▶ [INSTRUÇÃO]:
Localize nos registros abaixo todas as linhas em que aparece a palavra "person" e copie cada uma delas.
|---|
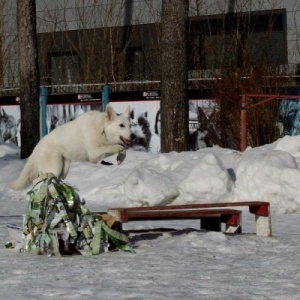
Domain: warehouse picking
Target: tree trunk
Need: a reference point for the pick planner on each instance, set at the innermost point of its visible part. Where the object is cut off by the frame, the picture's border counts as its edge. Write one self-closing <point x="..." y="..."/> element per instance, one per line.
<point x="29" y="76"/>
<point x="174" y="76"/>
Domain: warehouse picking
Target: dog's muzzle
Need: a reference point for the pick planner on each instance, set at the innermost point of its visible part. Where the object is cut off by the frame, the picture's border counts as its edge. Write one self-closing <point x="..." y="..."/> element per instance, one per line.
<point x="126" y="141"/>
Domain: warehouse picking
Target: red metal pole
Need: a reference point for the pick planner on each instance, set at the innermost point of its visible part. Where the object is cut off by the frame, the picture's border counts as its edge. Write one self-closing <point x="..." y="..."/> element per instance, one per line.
<point x="244" y="123"/>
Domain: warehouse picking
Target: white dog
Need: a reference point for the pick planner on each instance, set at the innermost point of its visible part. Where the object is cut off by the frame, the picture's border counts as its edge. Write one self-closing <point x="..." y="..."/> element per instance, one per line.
<point x="90" y="137"/>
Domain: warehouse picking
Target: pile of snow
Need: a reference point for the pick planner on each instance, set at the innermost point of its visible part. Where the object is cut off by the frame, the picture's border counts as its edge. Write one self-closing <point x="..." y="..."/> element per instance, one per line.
<point x="269" y="173"/>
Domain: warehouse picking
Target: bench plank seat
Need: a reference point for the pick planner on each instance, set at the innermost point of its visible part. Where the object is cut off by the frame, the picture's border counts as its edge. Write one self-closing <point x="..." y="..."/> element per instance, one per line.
<point x="210" y="214"/>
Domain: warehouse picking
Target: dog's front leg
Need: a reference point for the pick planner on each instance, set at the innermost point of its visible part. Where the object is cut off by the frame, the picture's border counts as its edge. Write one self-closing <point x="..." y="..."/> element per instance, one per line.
<point x="106" y="150"/>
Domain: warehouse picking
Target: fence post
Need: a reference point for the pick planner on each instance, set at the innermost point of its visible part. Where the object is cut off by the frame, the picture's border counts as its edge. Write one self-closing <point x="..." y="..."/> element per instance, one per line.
<point x="244" y="123"/>
<point x="44" y="129"/>
<point x="105" y="96"/>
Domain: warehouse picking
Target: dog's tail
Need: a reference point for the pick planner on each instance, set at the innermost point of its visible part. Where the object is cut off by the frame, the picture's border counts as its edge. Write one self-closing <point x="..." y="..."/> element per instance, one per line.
<point x="25" y="178"/>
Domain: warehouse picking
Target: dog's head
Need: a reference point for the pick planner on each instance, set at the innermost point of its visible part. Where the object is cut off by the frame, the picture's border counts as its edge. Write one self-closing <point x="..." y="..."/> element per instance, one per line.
<point x="118" y="128"/>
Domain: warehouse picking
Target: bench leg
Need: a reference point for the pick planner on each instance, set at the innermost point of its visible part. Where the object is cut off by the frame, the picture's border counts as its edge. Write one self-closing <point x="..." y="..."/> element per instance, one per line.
<point x="211" y="223"/>
<point x="233" y="229"/>
<point x="263" y="225"/>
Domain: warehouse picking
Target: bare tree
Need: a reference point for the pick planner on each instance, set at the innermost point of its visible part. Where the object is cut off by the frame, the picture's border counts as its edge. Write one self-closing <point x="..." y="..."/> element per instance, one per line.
<point x="174" y="76"/>
<point x="29" y="76"/>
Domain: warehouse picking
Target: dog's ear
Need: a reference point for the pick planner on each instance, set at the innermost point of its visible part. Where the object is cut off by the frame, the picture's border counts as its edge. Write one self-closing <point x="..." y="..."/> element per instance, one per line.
<point x="126" y="113"/>
<point x="111" y="114"/>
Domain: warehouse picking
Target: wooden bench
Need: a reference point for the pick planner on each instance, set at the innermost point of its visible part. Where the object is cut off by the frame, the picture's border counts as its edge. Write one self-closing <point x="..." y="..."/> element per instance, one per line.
<point x="210" y="214"/>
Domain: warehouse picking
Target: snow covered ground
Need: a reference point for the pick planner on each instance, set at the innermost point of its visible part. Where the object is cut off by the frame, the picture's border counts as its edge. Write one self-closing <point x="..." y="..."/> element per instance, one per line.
<point x="183" y="264"/>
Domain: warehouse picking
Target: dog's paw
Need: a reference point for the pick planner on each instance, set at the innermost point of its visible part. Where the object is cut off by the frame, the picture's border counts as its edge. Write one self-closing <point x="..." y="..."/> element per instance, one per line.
<point x="121" y="156"/>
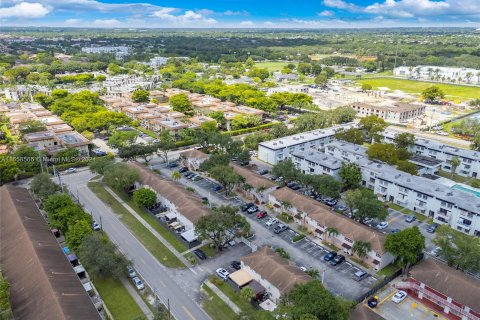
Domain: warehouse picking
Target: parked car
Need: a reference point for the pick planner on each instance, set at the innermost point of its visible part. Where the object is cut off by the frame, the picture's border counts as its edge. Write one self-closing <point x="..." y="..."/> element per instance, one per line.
<point x="329" y="256"/>
<point x="138" y="283"/>
<point x="432" y="228"/>
<point x="261" y="215"/>
<point x="96" y="226"/>
<point x="339" y="259"/>
<point x="280" y="228"/>
<point x="252" y="209"/>
<point x="131" y="272"/>
<point x="270" y="222"/>
<point x="222" y="273"/>
<point x="382" y="225"/>
<point x="236" y="265"/>
<point x="399" y="296"/>
<point x="330" y="202"/>
<point x="410" y="218"/>
<point x="360" y="275"/>
<point x="200" y="254"/>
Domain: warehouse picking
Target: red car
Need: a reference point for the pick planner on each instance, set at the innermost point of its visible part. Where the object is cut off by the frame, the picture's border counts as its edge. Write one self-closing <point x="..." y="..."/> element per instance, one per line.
<point x="261" y="215"/>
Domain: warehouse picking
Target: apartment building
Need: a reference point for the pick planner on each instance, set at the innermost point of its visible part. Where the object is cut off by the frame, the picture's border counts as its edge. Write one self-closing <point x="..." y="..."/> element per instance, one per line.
<point x="317" y="218"/>
<point x="459" y="209"/>
<point x="397" y="112"/>
<point x="470" y="159"/>
<point x="276" y="150"/>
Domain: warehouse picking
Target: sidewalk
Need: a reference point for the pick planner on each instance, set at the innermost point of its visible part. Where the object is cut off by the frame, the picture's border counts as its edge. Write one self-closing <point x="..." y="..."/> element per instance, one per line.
<point x="136" y="296"/>
<point x="222" y="296"/>
<point x="149" y="227"/>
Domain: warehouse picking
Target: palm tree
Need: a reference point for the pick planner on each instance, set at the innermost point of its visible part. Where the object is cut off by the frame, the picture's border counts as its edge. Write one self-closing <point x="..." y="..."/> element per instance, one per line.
<point x="361" y="248"/>
<point x="454" y="162"/>
<point x="176" y="176"/>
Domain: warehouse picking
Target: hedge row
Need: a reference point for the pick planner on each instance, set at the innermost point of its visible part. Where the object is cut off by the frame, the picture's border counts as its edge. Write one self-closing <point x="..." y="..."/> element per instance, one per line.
<point x="249" y="130"/>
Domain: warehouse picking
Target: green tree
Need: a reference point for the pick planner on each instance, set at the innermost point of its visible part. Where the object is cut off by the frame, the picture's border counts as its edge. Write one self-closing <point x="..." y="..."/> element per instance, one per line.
<point x="141" y="96"/>
<point x="407" y="166"/>
<point x="179" y="102"/>
<point x="145" y="197"/>
<point x="120" y="176"/>
<point x="351" y="175"/>
<point x="222" y="226"/>
<point x="385" y="152"/>
<point x="432" y="93"/>
<point x="312" y="299"/>
<point x="373" y="125"/>
<point x="77" y="232"/>
<point x="406" y="245"/>
<point x="43" y="186"/>
<point x="101" y="257"/>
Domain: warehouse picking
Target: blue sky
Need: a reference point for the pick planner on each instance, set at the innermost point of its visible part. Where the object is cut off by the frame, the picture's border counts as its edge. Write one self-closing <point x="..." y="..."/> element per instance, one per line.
<point x="241" y="13"/>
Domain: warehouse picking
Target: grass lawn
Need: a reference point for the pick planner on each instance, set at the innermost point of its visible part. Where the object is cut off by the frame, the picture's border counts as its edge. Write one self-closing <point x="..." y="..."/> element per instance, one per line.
<point x="215" y="307"/>
<point x="161" y="229"/>
<point x="272" y="65"/>
<point x="156" y="248"/>
<point x="410" y="86"/>
<point x="118" y="300"/>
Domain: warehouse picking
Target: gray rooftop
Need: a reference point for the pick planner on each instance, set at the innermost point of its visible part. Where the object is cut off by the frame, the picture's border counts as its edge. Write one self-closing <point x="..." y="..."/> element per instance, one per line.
<point x="320" y="158"/>
<point x="303" y="137"/>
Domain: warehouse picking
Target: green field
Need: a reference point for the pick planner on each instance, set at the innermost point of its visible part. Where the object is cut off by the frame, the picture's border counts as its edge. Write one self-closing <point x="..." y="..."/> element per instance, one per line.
<point x="272" y="65"/>
<point x="410" y="86"/>
<point x="156" y="248"/>
<point x="118" y="300"/>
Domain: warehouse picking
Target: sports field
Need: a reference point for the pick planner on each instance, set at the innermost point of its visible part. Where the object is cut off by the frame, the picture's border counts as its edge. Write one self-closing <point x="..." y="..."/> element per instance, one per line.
<point x="453" y="92"/>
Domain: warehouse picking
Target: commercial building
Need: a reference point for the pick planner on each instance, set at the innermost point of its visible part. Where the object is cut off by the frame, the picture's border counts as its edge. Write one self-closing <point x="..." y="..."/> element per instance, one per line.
<point x="276" y="150"/>
<point x="450" y="291"/>
<point x="43" y="284"/>
<point x="317" y="218"/>
<point x="443" y="74"/>
<point x="459" y="209"/>
<point x="397" y="112"/>
<point x="469" y="159"/>
<point x="276" y="274"/>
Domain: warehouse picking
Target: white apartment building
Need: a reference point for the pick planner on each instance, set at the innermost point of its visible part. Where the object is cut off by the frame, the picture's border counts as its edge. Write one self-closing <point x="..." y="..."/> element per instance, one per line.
<point x="459" y="209"/>
<point x="280" y="149"/>
<point x="443" y="74"/>
<point x="470" y="159"/>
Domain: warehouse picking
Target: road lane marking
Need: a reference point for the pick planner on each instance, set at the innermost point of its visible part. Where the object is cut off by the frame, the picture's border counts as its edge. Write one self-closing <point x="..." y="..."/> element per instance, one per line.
<point x="188" y="312"/>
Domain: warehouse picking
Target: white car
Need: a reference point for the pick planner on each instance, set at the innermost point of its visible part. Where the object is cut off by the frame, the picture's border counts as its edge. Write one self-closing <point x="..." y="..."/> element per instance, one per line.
<point x="270" y="222"/>
<point x="399" y="296"/>
<point x="138" y="283"/>
<point x="222" y="273"/>
<point x="382" y="225"/>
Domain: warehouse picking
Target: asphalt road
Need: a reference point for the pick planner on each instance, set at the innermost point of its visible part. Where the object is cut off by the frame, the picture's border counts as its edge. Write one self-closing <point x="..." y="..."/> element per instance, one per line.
<point x="155" y="275"/>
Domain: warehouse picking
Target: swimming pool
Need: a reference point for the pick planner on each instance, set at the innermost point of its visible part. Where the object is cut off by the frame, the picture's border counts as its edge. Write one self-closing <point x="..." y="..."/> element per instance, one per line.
<point x="462" y="188"/>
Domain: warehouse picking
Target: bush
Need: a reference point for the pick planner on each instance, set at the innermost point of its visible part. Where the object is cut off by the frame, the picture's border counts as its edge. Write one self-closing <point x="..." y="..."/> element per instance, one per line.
<point x="298" y="238"/>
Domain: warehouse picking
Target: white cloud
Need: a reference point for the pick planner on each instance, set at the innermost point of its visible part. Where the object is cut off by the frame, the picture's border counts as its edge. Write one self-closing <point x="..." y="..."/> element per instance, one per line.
<point x="25" y="10"/>
<point x="247" y="23"/>
<point x="106" y="23"/>
<point x="326" y="13"/>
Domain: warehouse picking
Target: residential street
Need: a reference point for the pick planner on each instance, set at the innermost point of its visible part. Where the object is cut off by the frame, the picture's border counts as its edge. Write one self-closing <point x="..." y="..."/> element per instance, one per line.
<point x="182" y="305"/>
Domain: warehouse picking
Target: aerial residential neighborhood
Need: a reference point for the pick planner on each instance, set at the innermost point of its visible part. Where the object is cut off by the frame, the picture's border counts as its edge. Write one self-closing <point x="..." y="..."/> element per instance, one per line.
<point x="240" y="160"/>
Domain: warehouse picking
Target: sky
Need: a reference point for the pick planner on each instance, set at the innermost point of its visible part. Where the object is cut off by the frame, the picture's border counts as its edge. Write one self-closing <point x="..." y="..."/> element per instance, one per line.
<point x="241" y="13"/>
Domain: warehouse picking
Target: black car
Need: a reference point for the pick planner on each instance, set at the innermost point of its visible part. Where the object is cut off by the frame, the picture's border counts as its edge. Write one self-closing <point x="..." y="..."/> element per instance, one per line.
<point x="236" y="265"/>
<point x="200" y="254"/>
<point x="339" y="259"/>
<point x="329" y="256"/>
<point x="246" y="206"/>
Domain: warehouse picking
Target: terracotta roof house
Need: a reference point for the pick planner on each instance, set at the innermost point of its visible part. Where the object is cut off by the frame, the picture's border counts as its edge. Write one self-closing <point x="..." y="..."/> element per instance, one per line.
<point x="43" y="284"/>
<point x="318" y="217"/>
<point x="450" y="291"/>
<point x="276" y="274"/>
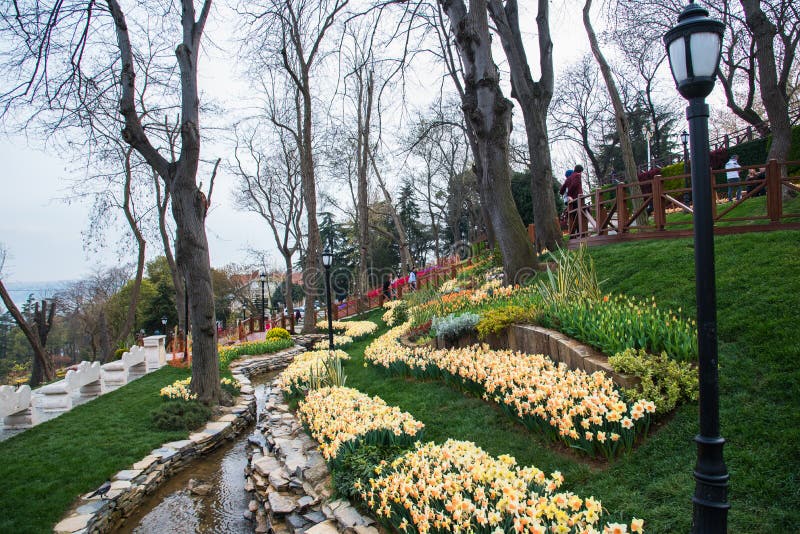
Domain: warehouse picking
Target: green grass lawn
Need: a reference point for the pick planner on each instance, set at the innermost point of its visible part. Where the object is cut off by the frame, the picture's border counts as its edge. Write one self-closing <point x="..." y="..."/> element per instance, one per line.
<point x="44" y="469"/>
<point x="758" y="292"/>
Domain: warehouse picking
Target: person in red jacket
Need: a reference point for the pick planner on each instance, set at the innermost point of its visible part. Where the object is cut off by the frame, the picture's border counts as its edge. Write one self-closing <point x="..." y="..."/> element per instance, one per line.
<point x="573" y="187"/>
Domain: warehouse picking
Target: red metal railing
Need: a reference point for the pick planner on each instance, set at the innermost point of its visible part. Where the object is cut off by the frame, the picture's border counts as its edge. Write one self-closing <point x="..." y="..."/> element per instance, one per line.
<point x="434" y="274"/>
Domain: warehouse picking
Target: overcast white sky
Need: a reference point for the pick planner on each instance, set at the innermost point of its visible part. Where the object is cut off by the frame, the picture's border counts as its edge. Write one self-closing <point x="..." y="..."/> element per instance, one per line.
<point x="43" y="234"/>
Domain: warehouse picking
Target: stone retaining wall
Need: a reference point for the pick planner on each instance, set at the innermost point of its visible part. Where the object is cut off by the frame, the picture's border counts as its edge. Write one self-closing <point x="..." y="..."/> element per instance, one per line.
<point x="100" y="514"/>
<point x="532" y="339"/>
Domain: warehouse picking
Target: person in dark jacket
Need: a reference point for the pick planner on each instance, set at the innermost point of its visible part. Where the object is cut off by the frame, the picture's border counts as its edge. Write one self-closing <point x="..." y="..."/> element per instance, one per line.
<point x="574" y="189"/>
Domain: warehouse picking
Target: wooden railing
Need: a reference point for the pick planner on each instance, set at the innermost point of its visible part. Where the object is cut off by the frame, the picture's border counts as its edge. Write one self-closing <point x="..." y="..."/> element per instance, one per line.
<point x="608" y="214"/>
<point x="749" y="133"/>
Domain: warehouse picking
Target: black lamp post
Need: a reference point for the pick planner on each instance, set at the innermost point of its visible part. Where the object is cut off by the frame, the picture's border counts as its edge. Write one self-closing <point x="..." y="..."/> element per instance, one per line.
<point x="263" y="313"/>
<point x="687" y="198"/>
<point x="327" y="261"/>
<point x="693" y="46"/>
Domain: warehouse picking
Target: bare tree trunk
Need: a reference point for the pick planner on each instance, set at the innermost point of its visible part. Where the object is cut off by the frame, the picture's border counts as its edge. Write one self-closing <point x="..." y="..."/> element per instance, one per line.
<point x="39" y="351"/>
<point x="312" y="271"/>
<point x="489" y="115"/>
<point x="774" y="99"/>
<point x="177" y="278"/>
<point x="406" y="261"/>
<point x="43" y="322"/>
<point x="534" y="99"/>
<point x="623" y="127"/>
<point x="127" y="207"/>
<point x="189" y="204"/>
<point x="287" y="293"/>
<point x="105" y="337"/>
<point x="363" y="150"/>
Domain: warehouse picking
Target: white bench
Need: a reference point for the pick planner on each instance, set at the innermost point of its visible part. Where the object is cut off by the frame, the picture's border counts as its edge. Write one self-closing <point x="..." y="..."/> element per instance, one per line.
<point x="57" y="397"/>
<point x="131" y="366"/>
<point x="15" y="406"/>
<point x="155" y="352"/>
<point x="88" y="378"/>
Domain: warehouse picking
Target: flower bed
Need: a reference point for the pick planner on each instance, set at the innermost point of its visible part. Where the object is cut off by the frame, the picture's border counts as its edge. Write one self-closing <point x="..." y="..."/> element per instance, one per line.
<point x="338" y="341"/>
<point x="582" y="410"/>
<point x="396" y="312"/>
<point x="457" y="487"/>
<point x="342" y="418"/>
<point x="614" y="324"/>
<point x="296" y="377"/>
<point x="352" y="329"/>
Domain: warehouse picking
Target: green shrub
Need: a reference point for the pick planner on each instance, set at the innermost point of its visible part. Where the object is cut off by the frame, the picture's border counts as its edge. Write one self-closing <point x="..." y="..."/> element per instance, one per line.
<point x="453" y="326"/>
<point x="180" y="415"/>
<point x="496" y="320"/>
<point x="573" y="279"/>
<point x="252" y="348"/>
<point x="354" y="470"/>
<point x="663" y="380"/>
<point x="400" y="313"/>
<point x="278" y="333"/>
<point x="231" y="386"/>
<point x="614" y="324"/>
<point x="676" y="169"/>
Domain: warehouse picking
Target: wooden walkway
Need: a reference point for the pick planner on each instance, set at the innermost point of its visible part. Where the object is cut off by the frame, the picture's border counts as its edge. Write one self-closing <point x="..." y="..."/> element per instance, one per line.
<point x="608" y="215"/>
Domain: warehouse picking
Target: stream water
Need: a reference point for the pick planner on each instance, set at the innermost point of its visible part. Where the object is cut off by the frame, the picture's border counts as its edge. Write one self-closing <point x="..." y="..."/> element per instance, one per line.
<point x="175" y="509"/>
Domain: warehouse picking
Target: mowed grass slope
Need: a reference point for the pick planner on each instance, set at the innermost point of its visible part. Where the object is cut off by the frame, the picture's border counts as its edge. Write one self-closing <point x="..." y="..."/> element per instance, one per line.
<point x="758" y="293"/>
<point x="44" y="469"/>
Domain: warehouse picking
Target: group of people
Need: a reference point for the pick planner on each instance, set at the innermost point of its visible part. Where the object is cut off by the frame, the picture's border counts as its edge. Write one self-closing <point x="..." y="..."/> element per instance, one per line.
<point x="733" y="169"/>
<point x="571" y="190"/>
<point x="391" y="283"/>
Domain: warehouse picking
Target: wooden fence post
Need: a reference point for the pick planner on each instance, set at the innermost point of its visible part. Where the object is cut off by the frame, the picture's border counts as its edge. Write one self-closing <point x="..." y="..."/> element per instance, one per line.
<point x="599" y="213"/>
<point x="659" y="215"/>
<point x="773" y="185"/>
<point x="622" y="210"/>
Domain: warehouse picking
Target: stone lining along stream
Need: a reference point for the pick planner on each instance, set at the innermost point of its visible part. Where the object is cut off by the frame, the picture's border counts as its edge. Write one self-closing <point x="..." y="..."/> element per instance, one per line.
<point x="272" y="479"/>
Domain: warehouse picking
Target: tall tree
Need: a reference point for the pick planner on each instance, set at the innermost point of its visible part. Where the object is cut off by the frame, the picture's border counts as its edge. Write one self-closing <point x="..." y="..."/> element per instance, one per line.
<point x="580" y="114"/>
<point x="774" y="85"/>
<point x="294" y="31"/>
<point x="270" y="186"/>
<point x="489" y="114"/>
<point x="534" y="100"/>
<point x="623" y="126"/>
<point x="82" y="50"/>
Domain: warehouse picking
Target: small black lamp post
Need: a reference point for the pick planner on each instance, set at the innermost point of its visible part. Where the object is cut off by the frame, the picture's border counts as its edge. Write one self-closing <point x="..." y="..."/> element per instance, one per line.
<point x="164" y="328"/>
<point x="687" y="197"/>
<point x="693" y="46"/>
<point x="263" y="278"/>
<point x="327" y="261"/>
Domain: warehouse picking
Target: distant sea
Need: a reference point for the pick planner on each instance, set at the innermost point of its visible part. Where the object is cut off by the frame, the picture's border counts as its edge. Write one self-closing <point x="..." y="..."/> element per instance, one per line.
<point x="20" y="291"/>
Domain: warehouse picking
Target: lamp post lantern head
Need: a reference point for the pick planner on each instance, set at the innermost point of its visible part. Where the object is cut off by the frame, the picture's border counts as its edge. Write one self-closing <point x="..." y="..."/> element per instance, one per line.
<point x="327" y="258"/>
<point x="693" y="47"/>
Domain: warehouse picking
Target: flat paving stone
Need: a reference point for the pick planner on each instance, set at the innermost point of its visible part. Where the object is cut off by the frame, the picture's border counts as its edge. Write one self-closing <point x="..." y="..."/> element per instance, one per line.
<point x="73" y="524"/>
<point x="128" y="474"/>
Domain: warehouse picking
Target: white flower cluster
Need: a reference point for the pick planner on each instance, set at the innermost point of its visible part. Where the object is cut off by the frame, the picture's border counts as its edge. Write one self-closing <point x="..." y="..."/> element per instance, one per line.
<point x="179" y="390"/>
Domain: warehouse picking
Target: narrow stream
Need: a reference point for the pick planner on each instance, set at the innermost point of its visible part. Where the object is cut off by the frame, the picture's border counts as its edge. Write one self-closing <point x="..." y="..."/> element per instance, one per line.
<point x="174" y="508"/>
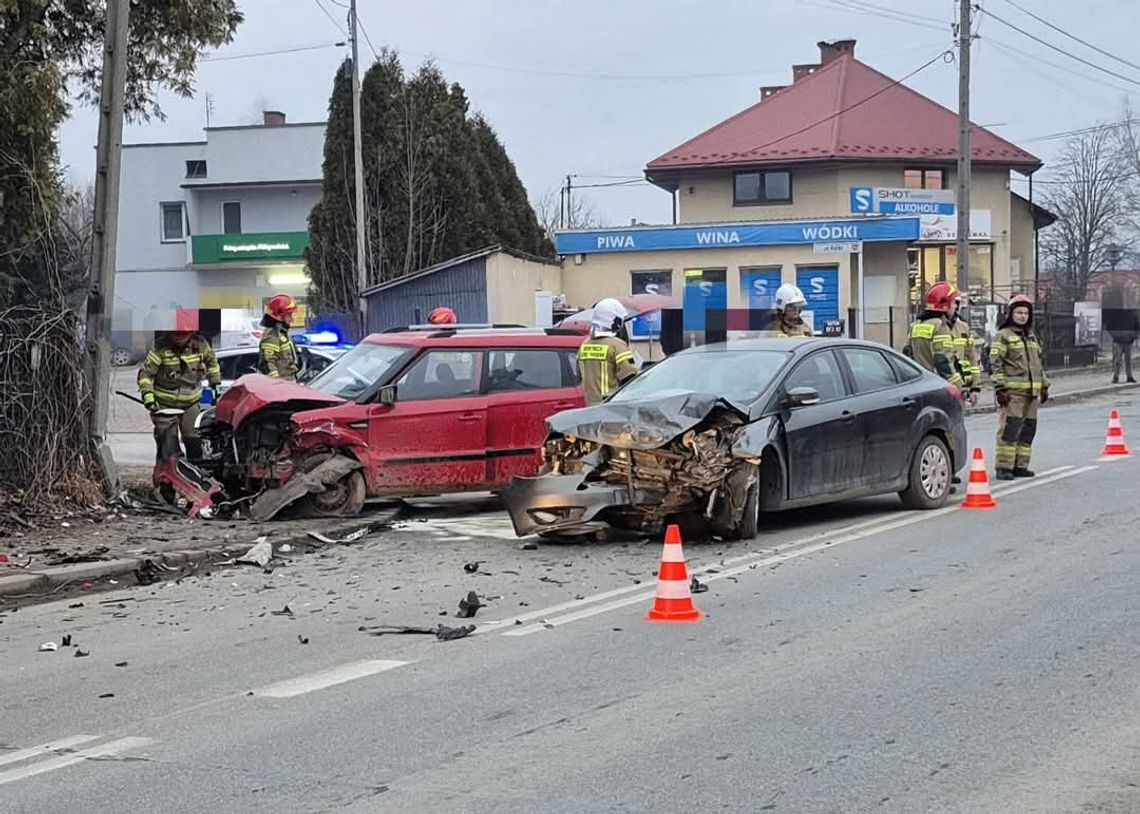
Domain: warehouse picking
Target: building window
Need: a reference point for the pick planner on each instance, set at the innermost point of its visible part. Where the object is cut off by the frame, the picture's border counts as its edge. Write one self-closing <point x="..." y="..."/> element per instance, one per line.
|---|
▶ [SOLUÇÃO DA TAREFA]:
Target: person in red jacket
Target: person in dark jacket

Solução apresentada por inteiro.